What you should do:
Convert every line of the rows below into a single numbered list, omitting any blank lines.

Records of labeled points
● ● ● ● ●
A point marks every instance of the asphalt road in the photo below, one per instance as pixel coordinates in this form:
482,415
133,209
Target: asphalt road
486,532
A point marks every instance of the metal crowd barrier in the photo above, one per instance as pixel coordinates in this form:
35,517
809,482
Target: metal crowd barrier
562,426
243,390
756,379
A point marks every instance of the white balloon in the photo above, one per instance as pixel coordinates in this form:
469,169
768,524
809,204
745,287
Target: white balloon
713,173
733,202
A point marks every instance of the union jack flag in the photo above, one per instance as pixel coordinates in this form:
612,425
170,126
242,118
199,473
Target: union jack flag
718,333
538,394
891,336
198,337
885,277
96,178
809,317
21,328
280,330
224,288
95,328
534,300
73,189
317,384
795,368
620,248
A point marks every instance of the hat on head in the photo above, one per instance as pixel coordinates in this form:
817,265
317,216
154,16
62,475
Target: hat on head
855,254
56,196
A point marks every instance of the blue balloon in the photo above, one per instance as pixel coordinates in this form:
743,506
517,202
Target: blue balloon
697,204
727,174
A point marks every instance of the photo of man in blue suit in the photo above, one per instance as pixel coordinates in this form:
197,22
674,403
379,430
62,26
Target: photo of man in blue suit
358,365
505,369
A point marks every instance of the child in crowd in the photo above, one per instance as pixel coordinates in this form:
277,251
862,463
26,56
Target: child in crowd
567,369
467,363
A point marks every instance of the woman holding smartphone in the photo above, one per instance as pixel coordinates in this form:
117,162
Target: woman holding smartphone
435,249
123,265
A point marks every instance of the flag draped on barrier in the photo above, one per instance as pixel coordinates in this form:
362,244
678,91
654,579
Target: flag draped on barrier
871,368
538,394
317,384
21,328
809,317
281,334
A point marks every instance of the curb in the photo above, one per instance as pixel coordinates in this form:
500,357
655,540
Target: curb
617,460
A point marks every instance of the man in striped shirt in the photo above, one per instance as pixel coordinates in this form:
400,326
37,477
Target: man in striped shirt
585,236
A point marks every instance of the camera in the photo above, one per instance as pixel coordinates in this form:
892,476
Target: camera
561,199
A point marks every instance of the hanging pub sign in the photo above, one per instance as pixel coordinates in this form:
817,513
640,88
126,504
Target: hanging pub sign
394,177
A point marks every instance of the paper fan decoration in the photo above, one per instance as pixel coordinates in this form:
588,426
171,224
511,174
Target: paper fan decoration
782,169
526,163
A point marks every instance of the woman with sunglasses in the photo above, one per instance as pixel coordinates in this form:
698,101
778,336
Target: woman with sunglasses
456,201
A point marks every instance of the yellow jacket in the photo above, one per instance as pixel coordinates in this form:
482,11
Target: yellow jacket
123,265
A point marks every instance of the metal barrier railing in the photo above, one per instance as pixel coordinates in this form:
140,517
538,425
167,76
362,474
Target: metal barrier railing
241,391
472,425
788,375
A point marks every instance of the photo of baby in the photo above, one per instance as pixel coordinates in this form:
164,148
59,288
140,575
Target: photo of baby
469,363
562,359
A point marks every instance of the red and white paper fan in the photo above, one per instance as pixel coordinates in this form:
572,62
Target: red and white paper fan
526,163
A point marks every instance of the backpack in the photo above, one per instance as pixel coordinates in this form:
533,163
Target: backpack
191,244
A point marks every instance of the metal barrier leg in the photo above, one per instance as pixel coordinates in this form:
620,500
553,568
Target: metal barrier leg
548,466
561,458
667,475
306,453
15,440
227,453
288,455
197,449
● ● ● ● ●
Solution to the problem:
1. A point marks every instance of the asphalt road in the photo below, one per instance as pixel coordinates in this form:
2. 482,415
3. 133,209
4. Target: asphalt road
5. 486,532
6. A point marks every instance of the metal crowd barrier in the photo above, one per instance as pixel coordinates in this form:
7. 35,517
8. 809,482
9. Target: metal crowd barrier
10. 562,426
11. 243,390
12. 756,379
13. A point marks every instance of the white balloon in the photo above, one per instance as pixel coordinates in this form:
14. 469,169
15. 768,524
16. 809,204
17. 745,287
18. Target: white balloon
19. 713,173
20. 733,202
21. A point marks every instance of the union jack flag in the photo above, one per instance as pixel coordinates in this form:
22. 612,425
23. 170,126
24. 242,118
25. 199,473
26. Target: union jack flag
27. 718,333
28. 538,394
29. 891,336
30. 198,337
31. 885,277
32. 96,178
33. 809,317
34. 21,328
35. 280,330
36. 224,288
37. 95,328
38. 534,300
39. 73,189
40. 317,384
41. 795,368
42. 620,248
43. A point marks every instance of the hat on head in the photo above, one per instance as pixel coordinates in this form:
44. 817,265
45. 317,216
46. 154,16
47. 62,475
48. Target: hat on head
49. 855,254
50. 56,196
51. A point marks every instance of the blue balloon in the photo above, one per instance as pixel coordinates in this form:
52. 743,506
53. 517,202
54. Target: blue balloon
55. 697,204
56. 727,174
57. A point marks every instance of the photo of man in blue suit in the photo above, one per instance as pixel coordinates in this form:
58. 197,22
59. 674,403
60. 379,430
61. 62,26
62. Target: photo of man in blue suit
63. 358,365
64. 505,369
65. A point marks every instance of the child in crowd in the photo above, one per instance as pixel coordinates in this form:
66. 277,251
67. 862,463
68. 26,56
69. Target: child in crowd
70. 567,369
71. 467,363
72. A point marks every instance of the woman holding smartphone in the photo above, one per instance as pixel coordinates in this form:
73. 117,162
74. Target: woman holding smartphone
75. 435,249
76. 123,265
77. A point marks every instance of the flag draped on barrier in the photo above, one per instance as pixel coordinates in this form:
78. 362,244
79. 678,91
80. 654,579
81. Target: flag draped on barrier
82. 871,368
83. 538,394
84. 317,384
85. 21,328
86. 809,317
87. 281,334
88. A point marks every instance of the curb in the photo above, one per instance as pixel coordinates in this form:
89. 500,357
90. 655,540
91. Target: curb
92. 617,460
93. A point marks every instance of the man in striped shirt in the photo above, one per instance as pixel coordinates in this form:
94. 400,326
95. 37,477
96. Target: man in striped shirt
97. 585,236
98. A point marks every instance of the camera in the photo above, one per instance as pixel coordinates in this form:
99. 892,476
100. Target: camera
101. 561,199
102. A point marks every instance of the hanging pub sign in the photo above, one per instance as pixel coordinates in this form:
103. 817,513
104. 640,88
105. 126,504
106. Target: hanging pub sign
107. 394,177
108. A point marks every instance of the paper fan decoration in the photo above, one per instance as pixel coordinates in this form:
109. 588,426
110. 171,224
111. 511,174
112. Target: paper fan decoration
113. 782,169
114. 526,163
115. A point marks every instance of the woman with sunglasses in the photo above, one per instance as pixel coordinates in this form:
116. 698,101
117. 778,336
118. Target: woman with sunglasses
119. 456,201
120. A point marks every instance of the yellow jacket in the photo above, one per instance as pixel coordinates in this form:
121. 482,11
122. Target: yellow jacket
123. 123,265
124. A point marks every instance of the metal barrier railing in the photo above, one per instance as pixel coordinates in this form:
125. 140,517
126. 538,425
127. 167,76
128. 362,474
129. Target: metal barrier railing
130. 241,391
131. 472,425
132. 788,375
133. A point marks every instance of the photo of baby in the photo above, one per instance as pixel coordinates in this form:
134. 164,148
135. 59,288
136. 140,575
137. Target: photo of baby
138. 469,363
139. 562,359
140. A point marks every instance of the red and white paper fan in the photo above, one per instance as pixel coordinates in this form:
141. 572,62
142. Target: red and white paper fan
143. 526,163
144. A point marks every instance of the backpack in the photo above, one per instance as pixel coordinates in this form:
145. 533,163
146. Target: backpack
147. 191,244
148. A point marks every instance of the metal barrier leg in the photo above, one per instance as pixel coordinates in this form:
149. 620,500
150. 553,568
151. Target: metal barrier leg
152. 548,466
153. 561,458
154. 667,475
155. 306,453
156. 15,440
157. 227,453
158. 288,455
159. 197,449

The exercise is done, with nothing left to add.